» **Deine Aufgabe**: Wie hoch war laut dem Text über die Kärntner Hypo die Bilanzsumme der Holding per Ende 2011?

Von Stefan Melichar und Kid Möchel

Wirtschaft

Volumen der angepeilten Verwertungsgesellschaft übersteigt möglicherweise zehn Milliarden Euro.
| Leasing-Abenteuer in der Ukraine bescherte Kärntner Bank herbe Verluste.


Wien/Klagenfurt. Eine eigene Verwertungsgesellschaft abseits des Bankbetriebs, in der sämtliche Altlasten gebündelt und abgearbeitet werden: So will die Kärntner Hypo - eine nötige Gesetzesänderung vorausgesetzt - die hohen Kapitalauflagen der Finanzmarktaufsicht umschiffen. Als kolportierte Zielgröße galt bisher ein Volumen von 10 Milliarden Euro an faulen Krediten und anderen schlecht verkäuflichen Assets. Tatsächlich könnte dieses aber auch höher ausfallen.

Während bereits ziemlich klar ist, welche Geschäftsteile aus den Länder-Töchtern in die Verwertungsgesellschaft kommen, dürfte nicht endgültig geklärt sein, in welchem Ausmaß die Konzern-Holding in Klagenfurt einbezogen wird. Ein Teil davon soll ja mit dem Bankennetzwerk in Südosteuropa verkauft werden. Je nach Einberechnung könnte das Volumen der Abbaufirma plus oder minus 10 Prozent ausmachen, ist zu hören - bei der angepeilten Größenordnung immerhin eine Milliarde Euro. Per Ende 2011 belief sich die Bilanzsumme der Holding auf rund 4,8 Milliarden Euro.

» **Datenauszüge**:

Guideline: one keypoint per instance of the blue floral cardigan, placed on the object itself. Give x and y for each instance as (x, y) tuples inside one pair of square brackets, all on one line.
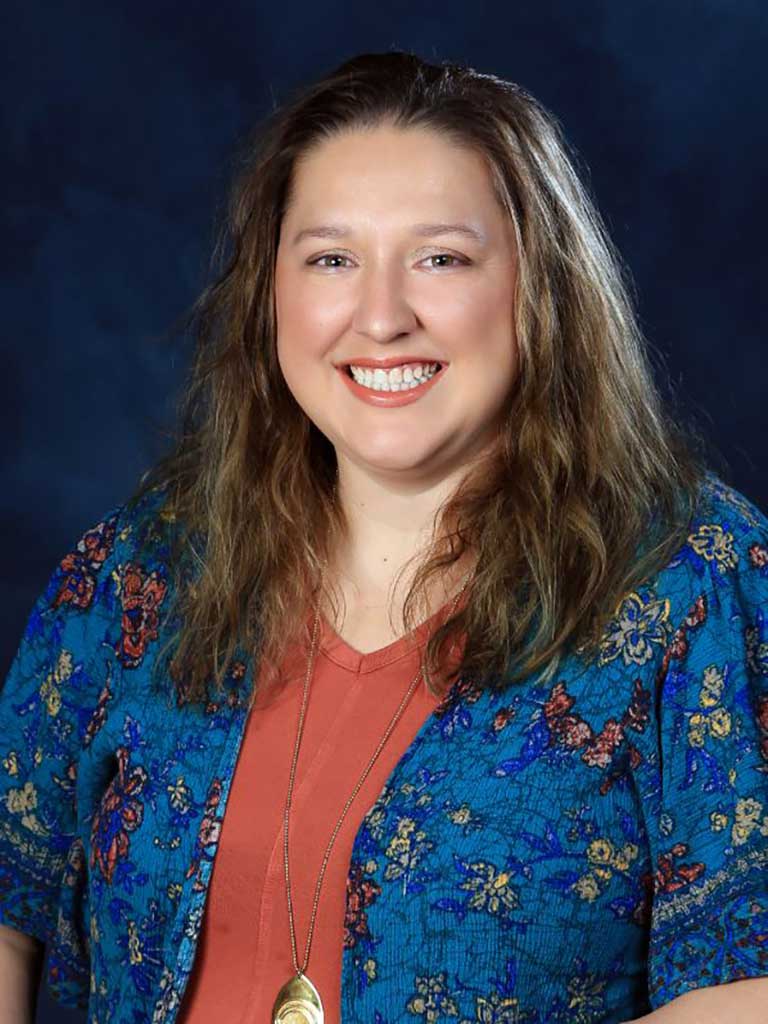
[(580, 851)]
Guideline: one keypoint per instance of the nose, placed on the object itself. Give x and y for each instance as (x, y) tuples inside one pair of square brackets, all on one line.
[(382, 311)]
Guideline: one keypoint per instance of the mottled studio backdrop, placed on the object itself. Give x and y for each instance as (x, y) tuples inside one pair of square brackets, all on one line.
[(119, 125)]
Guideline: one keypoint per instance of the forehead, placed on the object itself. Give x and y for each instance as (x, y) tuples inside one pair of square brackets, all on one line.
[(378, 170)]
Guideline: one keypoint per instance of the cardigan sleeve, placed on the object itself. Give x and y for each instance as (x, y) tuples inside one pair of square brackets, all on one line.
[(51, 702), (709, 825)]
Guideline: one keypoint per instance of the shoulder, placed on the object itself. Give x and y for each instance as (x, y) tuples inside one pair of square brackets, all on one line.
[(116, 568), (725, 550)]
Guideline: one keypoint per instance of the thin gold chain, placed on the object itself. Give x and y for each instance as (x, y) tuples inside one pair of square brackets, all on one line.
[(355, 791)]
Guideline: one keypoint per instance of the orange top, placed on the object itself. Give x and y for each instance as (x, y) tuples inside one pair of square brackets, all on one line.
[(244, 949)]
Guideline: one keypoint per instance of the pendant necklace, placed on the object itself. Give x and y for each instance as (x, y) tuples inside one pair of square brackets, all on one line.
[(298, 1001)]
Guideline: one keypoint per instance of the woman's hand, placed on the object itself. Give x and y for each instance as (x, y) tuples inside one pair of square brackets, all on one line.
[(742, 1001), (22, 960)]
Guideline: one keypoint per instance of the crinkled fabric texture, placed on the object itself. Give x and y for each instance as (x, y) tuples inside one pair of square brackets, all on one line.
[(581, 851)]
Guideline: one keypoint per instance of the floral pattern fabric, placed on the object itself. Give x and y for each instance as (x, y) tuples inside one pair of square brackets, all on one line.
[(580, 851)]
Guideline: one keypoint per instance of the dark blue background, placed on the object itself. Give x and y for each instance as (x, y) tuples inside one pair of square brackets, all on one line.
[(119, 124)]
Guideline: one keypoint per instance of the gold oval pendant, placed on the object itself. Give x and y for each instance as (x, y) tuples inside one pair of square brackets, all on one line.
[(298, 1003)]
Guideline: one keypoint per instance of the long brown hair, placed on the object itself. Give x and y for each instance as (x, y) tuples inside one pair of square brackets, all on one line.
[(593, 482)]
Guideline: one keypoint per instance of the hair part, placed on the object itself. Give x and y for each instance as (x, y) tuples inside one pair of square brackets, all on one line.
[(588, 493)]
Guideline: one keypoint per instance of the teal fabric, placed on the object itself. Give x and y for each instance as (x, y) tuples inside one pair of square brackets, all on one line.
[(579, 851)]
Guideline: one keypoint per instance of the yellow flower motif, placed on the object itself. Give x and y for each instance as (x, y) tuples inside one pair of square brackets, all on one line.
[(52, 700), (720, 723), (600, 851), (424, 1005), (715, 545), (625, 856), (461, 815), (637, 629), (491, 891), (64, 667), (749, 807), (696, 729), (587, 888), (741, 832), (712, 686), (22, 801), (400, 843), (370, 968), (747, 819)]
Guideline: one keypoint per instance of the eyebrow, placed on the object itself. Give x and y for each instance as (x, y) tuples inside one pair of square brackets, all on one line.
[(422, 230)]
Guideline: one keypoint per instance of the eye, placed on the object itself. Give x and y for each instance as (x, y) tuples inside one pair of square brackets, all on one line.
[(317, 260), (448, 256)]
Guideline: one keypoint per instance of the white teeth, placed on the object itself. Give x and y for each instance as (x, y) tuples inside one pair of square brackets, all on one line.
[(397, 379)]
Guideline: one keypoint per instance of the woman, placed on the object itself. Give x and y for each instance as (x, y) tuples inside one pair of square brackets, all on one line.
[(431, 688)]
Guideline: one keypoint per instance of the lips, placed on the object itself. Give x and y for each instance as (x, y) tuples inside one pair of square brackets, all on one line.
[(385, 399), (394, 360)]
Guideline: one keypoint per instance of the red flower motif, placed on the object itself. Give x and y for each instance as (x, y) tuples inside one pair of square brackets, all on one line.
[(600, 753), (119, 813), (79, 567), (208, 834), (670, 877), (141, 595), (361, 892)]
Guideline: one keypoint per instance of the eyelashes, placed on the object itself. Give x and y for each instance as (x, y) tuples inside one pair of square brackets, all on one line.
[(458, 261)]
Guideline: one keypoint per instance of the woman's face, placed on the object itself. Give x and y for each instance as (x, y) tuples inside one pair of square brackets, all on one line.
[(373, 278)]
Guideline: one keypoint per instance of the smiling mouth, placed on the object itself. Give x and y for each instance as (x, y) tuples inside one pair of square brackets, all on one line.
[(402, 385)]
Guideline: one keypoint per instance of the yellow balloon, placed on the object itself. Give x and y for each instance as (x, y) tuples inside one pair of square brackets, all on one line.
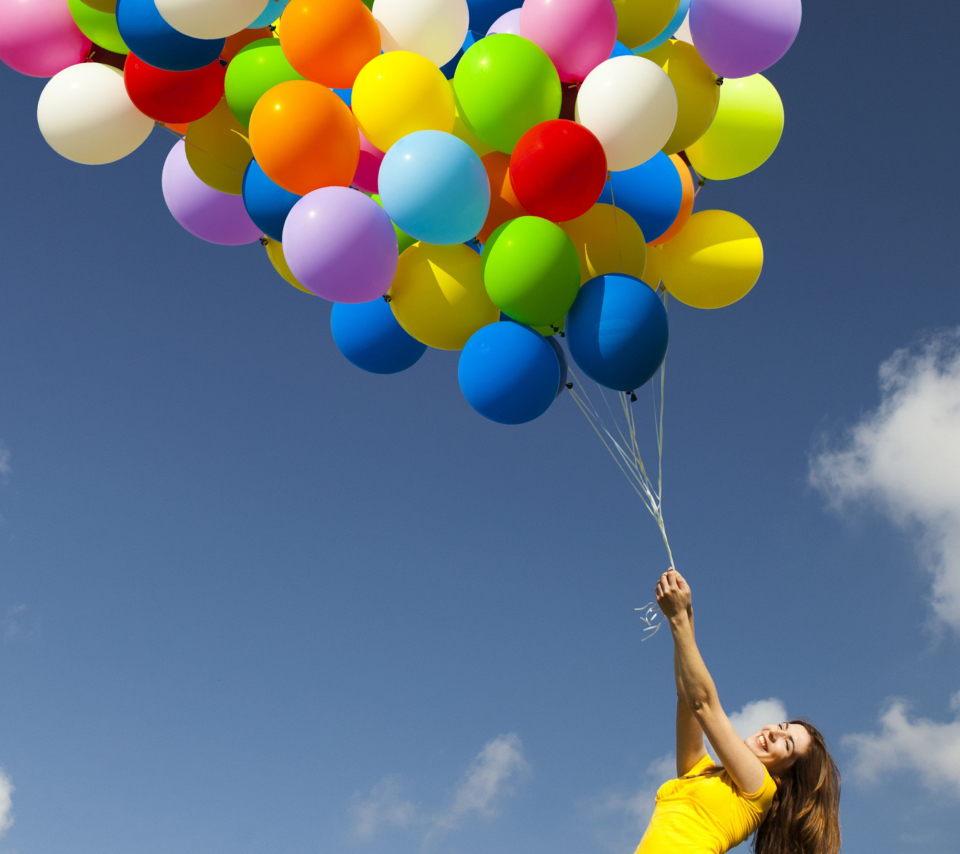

» **Antwort zur Aufgabe**: Rund 4,8 Milliarden Euro.